TAREAS:
[1] Copia literalmente, del pasaje sobre la Comisión Trilateral, el fragmento que se abre con las palabras que contienen "Justamente a mediados" y se cierra con "necesariamente, mejores democracias2.".
[2] Traduce al inglés esta oración del pasaje sobre la Comisión Trilateral: "Es esta visión negativa sobre la participación y su consecuente necesidad de “re encauzarla”, lo que vincula las conclusiones del informe con una democracia elitista de nuevo cuño."
[3] Prolonga el pasaje sobre la Comisión Trilateral a partir de su última oración.

PASAJE APORTADO:
%%
Justamente a mediados de los ’70, se produjo un retorno o una relectura de la democracia elitista, alcanzando su punto más alto en el Informe de la Comisión Trilateral de 1975; creadora, no casualmente, del término “gobernabilidad”1. A partir de esta lectura, la relación participación–democracia vuelve a verse de un modo crítico y no de enriquecimiento: las democracias participativas no serían, necesariamente, mejores democracias2.
El diagnóstico de la Comisión Trilateral apuntaba a observar que la acumulación de demandas sobre el sistema político y la incapacidad de éste para dar respuesta a la mayor parte de ellas, ante el crecimiento de las clases medias, hacía necesario desalentar ese impulso movilizador y articulador de movimientos políticos y sociales, para evitar crisis sistémicas. Si la democracia continuaba expandiendo la posibilidad de demandas desde la sociedad y éstas lograban legitimarse en la agenda política, inevitablemente las democracias se tornarán ingobernables; de este modo, los gobiernos responsables debían asegurarse las herramientas que garantizaran la gobernabilidad. Es esta visión negativa sobre la participación y su consecuente necesidad de “re encauzarla”, lo que vincula las conclusiones del informe con una democracia elitista de nuevo cuño. Se inscribe también en un momento crítico del capitalismo en términos económicos como la llamada crisis del petróleo de 1973 o la crisis fiscal del Estado.
%%
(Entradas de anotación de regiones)
%%
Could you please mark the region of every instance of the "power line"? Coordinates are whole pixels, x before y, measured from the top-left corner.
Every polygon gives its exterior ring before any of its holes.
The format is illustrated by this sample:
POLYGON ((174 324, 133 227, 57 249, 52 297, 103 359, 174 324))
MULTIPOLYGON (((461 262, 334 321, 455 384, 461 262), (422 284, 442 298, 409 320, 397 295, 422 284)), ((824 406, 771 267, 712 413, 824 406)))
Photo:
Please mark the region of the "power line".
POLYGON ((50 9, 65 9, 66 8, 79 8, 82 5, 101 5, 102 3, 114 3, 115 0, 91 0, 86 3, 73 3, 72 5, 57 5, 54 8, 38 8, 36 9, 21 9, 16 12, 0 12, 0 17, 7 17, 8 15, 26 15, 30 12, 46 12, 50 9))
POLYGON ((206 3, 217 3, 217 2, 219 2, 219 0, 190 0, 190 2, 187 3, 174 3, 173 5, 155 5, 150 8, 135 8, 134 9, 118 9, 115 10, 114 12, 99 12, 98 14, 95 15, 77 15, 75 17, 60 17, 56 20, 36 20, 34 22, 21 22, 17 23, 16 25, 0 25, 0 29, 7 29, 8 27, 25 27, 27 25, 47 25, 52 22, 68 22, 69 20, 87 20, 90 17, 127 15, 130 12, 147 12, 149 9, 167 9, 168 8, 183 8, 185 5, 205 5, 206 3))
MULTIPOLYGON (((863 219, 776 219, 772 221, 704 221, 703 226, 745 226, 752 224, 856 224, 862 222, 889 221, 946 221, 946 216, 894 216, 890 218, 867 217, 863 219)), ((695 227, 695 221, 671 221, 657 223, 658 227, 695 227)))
%%
RESPUESTAS A TAREAS:
[1]
Justamente a mediados de los ’70, se produjo un retorno o una relectura de la democracia elitista, alcanzando su punto más alto en el Informe de la Comisión Trilateral de 1975; creadora, no casualmente, del término “gobernabilidad”1. A partir de esta lectura, la relación participación–democracia vuelve a verse de un modo crítico y no de enriquecimiento: las democracias participativas no serían, necesariamente, mejores democracias2.

[2] It is this negative view of participation, and its consequent need to "re-channel" it, that links the report's conclusions to a new-style elitist democracy.

[3]
Como sabemos, la iniciativa de la Comisión Trilateral es contemporánea de la crisis el Estado de Bienestar, y en particular en el llamado Tercer Mundo con un fuerte retroceso de los movimientos revolucionarios, con la imposición de gobiernos dictatoriales que los combatieron en casi toda América Latina y con el inicio de la crisis de los socialismos realmente existentes, que derivarán en su colapso a fines de los ’80.
En efecto, puede afirmarse que se cerró un ciclo, pues la crisis no afectaba sólo a la vía revolucionaria, sino que incluía a los partidos políticos, tanto en su capacidad de congregar militantes, como en la evaluación que el conjunto de la sociedad hace de ellos, es decir su imagen.
Entonces, cuando las democracias retornan a la región, desde los primeros años de la década del ’80, el escenario de la participación y el perfil de los actores sociales ya no será el mismo. Distintas corrientes buscaron definir las tendencias del período de la transición (convirtiéndose ella misma en una orientación teórica). Lo que se comenzaba a percibir con nitidez era el momento crítico que atravesaban los partidos políticos, donde se mezclaban aspectos del pluralismo, el elitismo y la nueva tendencia que marcaba su desplazamiento del centro de la escena: se hablaba ya de una crisis de representación (Dos Santos y otros, 1992) o al menos de su metamorfosis (Manin, 1998).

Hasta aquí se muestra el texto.